— Task goal —
Each record needs to be echoed exactly; can you do that?

Data under study START

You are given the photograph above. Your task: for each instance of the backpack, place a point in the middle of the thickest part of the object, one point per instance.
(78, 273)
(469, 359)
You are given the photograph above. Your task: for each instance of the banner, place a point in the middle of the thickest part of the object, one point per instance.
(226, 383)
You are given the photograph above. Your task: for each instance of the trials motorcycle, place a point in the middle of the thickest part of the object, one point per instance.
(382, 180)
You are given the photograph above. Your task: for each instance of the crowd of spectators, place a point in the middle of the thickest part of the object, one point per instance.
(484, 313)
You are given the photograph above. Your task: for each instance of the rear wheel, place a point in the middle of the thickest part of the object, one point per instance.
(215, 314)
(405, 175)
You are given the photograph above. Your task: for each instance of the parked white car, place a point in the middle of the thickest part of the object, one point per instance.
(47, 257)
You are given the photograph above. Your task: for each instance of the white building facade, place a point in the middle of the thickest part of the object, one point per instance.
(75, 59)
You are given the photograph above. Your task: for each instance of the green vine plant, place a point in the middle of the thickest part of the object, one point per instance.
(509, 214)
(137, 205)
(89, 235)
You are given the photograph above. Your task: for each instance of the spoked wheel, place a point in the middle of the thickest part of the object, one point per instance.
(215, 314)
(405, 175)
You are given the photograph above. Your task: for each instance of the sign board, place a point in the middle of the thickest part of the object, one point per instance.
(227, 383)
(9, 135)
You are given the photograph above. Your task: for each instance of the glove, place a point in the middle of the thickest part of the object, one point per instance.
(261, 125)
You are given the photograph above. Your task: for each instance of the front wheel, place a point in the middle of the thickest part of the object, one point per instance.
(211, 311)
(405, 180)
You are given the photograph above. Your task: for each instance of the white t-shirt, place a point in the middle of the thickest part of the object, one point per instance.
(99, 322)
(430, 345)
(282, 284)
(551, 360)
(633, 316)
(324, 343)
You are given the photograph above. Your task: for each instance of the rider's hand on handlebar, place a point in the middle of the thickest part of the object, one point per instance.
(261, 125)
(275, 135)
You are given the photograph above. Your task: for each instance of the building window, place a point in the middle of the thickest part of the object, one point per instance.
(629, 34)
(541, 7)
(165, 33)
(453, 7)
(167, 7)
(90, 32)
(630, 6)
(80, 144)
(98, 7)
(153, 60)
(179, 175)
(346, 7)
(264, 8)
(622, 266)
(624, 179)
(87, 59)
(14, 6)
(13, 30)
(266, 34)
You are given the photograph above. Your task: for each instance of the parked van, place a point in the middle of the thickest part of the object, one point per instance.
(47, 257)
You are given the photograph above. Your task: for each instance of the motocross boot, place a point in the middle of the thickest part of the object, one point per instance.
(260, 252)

Data under study END

— Answer space —
You are given the photograph above. Your task: for each instance of the backpack, place a point in the middle of the thickest part of the object, one point per instance.
(78, 273)
(469, 359)
You are given the photograph above. Your task: for each instance of the banner, place a point in the middle of the thickest part of the object, one point per instance.
(226, 383)
You are given the photograph above. Your task: for each instance of the trials motorcycle, place a point in the middle of the thickest part of the object, one point per instance.
(382, 180)
You are given the photograph above. Your task: for each instance of the crowd of spectators, place a point in the middle of the thickest part of the object, one point per instance.
(484, 313)
You are given the photograph above. Your task: for each instance of the rear wheel, place a point in the middle of the thickest part of the object, one point per instance.
(215, 314)
(405, 175)
You are given the photograph above. Your task: for each instance of the parked white car, place a point in the middle of the thickest part of the object, one point per instance.
(47, 257)
You are given the photograph above. Your task: for each instance of the white building facade, place a point in the middle of the thickest part of the object, one point per instance.
(75, 59)
You are given the photograph above. Your task: for each instance of the green vine plant, place a point in the middle of the thickest part of the object, one point per instance.
(509, 214)
(137, 205)
(89, 235)
You are given the photograph above. Your task: for each instance of the spoked wheel, place a point in the middle of the thickest part of the object, one point per instance.
(215, 314)
(405, 175)
You are given the photograph above. Your task: for each instance of the sign board, place a point in the middle of the thickest part of the object, one point per instance.
(227, 383)
(9, 135)
You are given the photograph above. Your task: for each instance of the glove, place a point in the middle of the thickest part of the object, one point per instance.
(261, 125)
You are given the photograph above. Your task: for each instance of the front wheel, place a point in the middle of the thickest part of the object, one point per instance.
(211, 311)
(405, 180)
You are given the photograph above. Your task: for each instance of the white t-shirt, place a point in the middle of the thickest part of the object, one point per instance.
(99, 322)
(430, 345)
(282, 284)
(551, 360)
(633, 316)
(324, 343)
You are given the photograph above. Your task: for each instance of the rider's hand on handlebar, place a point in the middle of the thickest part of the object, one point per instance.
(261, 125)
(275, 135)
You are given the photograph above. Your task: for each instance of the building window, place a point in the middle of the thickest part of the object, one point per instance.
(629, 34)
(541, 7)
(165, 33)
(453, 7)
(167, 7)
(90, 32)
(630, 6)
(80, 144)
(98, 7)
(153, 60)
(179, 175)
(346, 7)
(264, 8)
(622, 266)
(624, 179)
(87, 59)
(14, 6)
(13, 30)
(266, 34)
You are given the photograph above. Your task: for each instance of the parked van, place a point in the middle of the thickest part of the object, one point per instance.
(47, 257)
You are given the photograph above. Your task: for each instance of the motocross boot, place a point in the middle of the thickest part of the object, one point per instance.
(260, 252)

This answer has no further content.